### LESETEXT
▽

Sind westliche Menschen kreativer als Menschen in östlichen Kulturen?

Wenn man das mit einer üblichen Skala wie der «Gough Creative Person Scale» misst, dann kommt genau das heraus: Westliche Menschen (in unserem Fall Studierende aus der Schweiz) erhalten deutlich höhere Werte als östliche (Studierende aus China und Korea).

Wir haben gezeigt, dass das so nicht stimmt.

Gough’s Skala hat zwei grosse Probleme:

  1. ein kulturelles
  2. ein mathematisches

Doch zuerst einmal:

Wie funktioniert die Skala?

Die Gough-Skala besteht aus einer Liste von 30 Adjektiven. Man kreuzt einfach an, welche man für sich als zutreffend empfindet, zum Beispiel: ernsthaft, findig, originell, engstirnig, individualistisch.

Dann werden Punkte vergeben. Plus ein Punkt für alle Adjektive, die auf Kreativität hindeuten, wie «originell». Dann minus ein Punkt für alle Adjektive, die auf mangelnde Kreativität hindeuten, wie «engstirnig». Da es mehr Adjektive in der ersten Kategorie hat, bleibt in der Regel ein positiver Wert, und je höher dieser ist, desto kreativer ist man. Laut Gough.

Was ist das kulturelle Problem?

Verschiedene Kulturen unterscheiden sich darin, was sie als eine kreative Person ansehen. Bei Gough deuten zum Beispiel auch Adjektive wie «sexy» oder «egoistisch» auf eine kreative Persönlichkeit, was ich jetzt eher nicht nachvollziehen kann (und unsere Proband*innen auch nicht).

Umgekehrt ist es in China und Korea absolut nicht mit Kreativität assoziiert, wenn jemand individualistisch ist.

Das heisst: Ein Stück weit misst die Skala einfach, was wir uns unter «Kreativität» vorstellen und kommt zum Schluss, dass Menschen weniger kreativ sind, die einen anderen Blick auf Kreativität haben.

Was ist das mathematische Problem?

△

### DATENAUSZUG
▽

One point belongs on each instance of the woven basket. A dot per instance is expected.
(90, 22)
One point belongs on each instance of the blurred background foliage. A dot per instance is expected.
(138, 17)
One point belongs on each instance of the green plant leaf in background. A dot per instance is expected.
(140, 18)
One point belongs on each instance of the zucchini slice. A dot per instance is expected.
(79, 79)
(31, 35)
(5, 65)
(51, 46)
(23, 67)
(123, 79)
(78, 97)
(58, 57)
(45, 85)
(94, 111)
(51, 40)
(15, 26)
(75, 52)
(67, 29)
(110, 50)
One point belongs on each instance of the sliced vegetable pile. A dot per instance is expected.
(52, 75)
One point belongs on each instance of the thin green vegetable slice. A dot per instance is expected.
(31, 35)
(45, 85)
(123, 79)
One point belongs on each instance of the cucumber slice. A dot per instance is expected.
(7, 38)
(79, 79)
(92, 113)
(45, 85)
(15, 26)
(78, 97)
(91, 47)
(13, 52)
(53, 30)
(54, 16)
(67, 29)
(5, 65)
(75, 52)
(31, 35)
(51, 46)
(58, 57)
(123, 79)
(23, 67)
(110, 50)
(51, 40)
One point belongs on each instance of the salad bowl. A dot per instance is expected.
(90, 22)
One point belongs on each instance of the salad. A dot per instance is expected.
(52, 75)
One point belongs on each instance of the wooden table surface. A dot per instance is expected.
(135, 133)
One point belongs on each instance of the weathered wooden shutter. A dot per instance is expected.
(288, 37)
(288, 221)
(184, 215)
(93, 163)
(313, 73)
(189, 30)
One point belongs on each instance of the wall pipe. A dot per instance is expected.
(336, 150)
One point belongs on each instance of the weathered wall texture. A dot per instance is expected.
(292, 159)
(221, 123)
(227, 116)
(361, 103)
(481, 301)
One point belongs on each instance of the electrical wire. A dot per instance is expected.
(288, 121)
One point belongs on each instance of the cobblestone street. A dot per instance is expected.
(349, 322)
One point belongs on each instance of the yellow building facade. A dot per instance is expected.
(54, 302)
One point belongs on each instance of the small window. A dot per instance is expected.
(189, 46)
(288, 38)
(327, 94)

△

### FOLGENDES BEARBEITEN
A. Nennen Sie alle Adjektive, die der Text über die Gough-Skala als Beispiele aus dieser Skala anführt.
B. Fassen Sie den Text über die Gough-Skala in drei Sätzen zusammen.
C. Führen Sie den Text über die Kreativitätsmessung mit der Gough-Skala im Anschluss an seinen letzten Satz weiter.

### ENDGÜLTIGE ANTWORTEN
A. ernsthaft, findig, originell, engstirnig, individualistisch, sexy, egoistisch

B. Misst man Kreativität mit der «Gough Creative Person Scale», erhalten Studierende aus der Schweiz deutlich höhere Werte als Studierende aus China und Korea, was so jedoch nicht stimmt. Die Skala besteht aus 30 Adjektiven, die man für sich ankreuzt, wobei Adjektive, die auf Kreativität hindeuten, einen Pluspunkt und solche, die auf mangelnde Kreativität hindeuten, einen Minuspunkt ergeben. Die Skala hat ein kulturelles und ein mathematisches Problem, wobei das kulturelle darin besteht, dass Kulturen unterschiedlich sehen, wer kreativ ist, sodass die Skala ein Stück weit nur die eigene Vorstellung von Kreativität misst.

C.
Da es mehr positive als negative Adjektive gibt, erhält man automatisch eine höhere Punktzahl, wenn man einfach mehr Adjektive ankreuzt, auch wenn das Verhältnis von «kreativen» zu «unkreativen» Adjektiven insgesamt gleich bleibt.

Das tönt erstmal nach einem einfachen mathematischen Umstand, den man auch wieder herausrechnen kann. Wir haben das auf mehrere Arten versucht und sind gescheitert – egal was man macht, um das loszuwerden, man handelt sich damit einfach die nächste Verzerrung ein. Am Ende ist die Kreativität dann abhängig von der Berechnungsmethode, und kulturelle Unterschiede sind mal grösser und mal kleiner, je nach dem, wie man rechnet.

Was heisst das?

Kreativität ist eine Grundbedingung des menschlichen Daseins. Es ist auch etwas, in dem man gerne glänzen würde, sowohl individuell als auch als Kultur.

Wir haben gezeigt, dass man nicht so einfach sagen kann, was Kreativität überhaupt ist. Wir haben auch gezeigt, dass eines der gängigesten Instrumente, um Kreativität zu messen, vor allem misst, wie gerne man Adjektive ankreuzt.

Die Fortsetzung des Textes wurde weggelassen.